* EXERCISE AIM *
Report how many lines of the data contain the word "tree". Give only the number.

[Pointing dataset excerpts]

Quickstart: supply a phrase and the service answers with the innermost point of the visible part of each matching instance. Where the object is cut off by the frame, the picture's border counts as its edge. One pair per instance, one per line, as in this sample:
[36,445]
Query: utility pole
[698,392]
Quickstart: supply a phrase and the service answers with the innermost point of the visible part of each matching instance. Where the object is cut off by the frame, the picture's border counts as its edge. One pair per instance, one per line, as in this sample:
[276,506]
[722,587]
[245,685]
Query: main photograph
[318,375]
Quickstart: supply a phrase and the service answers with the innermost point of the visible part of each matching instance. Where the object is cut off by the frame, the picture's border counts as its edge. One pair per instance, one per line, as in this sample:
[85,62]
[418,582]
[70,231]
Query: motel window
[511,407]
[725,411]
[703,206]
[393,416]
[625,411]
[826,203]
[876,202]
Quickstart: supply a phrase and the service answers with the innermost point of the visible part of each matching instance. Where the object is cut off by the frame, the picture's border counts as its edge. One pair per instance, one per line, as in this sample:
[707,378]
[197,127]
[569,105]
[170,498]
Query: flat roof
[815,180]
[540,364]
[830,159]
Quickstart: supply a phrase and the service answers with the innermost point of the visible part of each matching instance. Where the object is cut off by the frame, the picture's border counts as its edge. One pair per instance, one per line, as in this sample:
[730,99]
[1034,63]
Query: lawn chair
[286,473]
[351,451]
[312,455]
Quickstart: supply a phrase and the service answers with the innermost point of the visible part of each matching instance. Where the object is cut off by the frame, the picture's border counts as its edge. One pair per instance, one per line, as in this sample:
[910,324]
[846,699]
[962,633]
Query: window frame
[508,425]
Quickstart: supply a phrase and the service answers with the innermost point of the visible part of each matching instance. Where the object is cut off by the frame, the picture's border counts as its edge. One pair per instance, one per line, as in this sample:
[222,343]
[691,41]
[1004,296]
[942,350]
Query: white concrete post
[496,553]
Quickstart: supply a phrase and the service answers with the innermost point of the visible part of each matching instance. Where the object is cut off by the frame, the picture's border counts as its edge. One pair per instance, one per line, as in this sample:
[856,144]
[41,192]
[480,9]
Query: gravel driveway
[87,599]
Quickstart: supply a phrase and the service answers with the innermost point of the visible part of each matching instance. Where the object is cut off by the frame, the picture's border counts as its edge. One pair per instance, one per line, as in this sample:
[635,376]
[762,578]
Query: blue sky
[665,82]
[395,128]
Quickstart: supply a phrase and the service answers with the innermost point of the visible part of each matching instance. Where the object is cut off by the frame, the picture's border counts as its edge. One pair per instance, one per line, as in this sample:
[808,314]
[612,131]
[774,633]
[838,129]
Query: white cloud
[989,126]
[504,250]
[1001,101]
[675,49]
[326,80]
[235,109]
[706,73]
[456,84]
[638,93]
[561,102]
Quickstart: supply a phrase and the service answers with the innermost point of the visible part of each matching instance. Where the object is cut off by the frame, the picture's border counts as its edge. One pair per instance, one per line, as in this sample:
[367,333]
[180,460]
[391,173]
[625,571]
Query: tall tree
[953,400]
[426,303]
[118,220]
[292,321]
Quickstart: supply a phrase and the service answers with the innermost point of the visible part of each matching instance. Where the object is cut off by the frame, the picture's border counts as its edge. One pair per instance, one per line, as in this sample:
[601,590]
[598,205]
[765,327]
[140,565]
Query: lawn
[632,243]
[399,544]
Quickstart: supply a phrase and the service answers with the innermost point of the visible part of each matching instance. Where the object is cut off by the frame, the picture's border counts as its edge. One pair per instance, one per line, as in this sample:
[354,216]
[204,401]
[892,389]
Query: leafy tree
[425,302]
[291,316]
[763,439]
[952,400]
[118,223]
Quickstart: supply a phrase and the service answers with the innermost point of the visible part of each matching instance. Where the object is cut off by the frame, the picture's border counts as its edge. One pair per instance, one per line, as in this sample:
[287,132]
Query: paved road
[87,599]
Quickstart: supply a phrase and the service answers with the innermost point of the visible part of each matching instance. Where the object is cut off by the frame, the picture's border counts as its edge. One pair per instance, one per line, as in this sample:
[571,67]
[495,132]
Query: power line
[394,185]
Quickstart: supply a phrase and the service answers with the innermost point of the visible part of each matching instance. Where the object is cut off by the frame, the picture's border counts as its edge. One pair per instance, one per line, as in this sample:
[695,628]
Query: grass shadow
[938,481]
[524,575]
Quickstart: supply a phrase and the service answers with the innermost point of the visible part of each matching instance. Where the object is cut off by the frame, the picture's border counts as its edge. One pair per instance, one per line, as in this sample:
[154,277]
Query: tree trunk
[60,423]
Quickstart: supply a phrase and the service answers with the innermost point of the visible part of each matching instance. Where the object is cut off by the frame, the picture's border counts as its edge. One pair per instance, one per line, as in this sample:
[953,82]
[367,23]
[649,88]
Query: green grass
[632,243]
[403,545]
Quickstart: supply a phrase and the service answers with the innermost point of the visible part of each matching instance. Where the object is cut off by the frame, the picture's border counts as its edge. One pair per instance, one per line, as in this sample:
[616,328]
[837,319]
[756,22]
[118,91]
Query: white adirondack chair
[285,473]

* COMPLETED EXERCISE *
3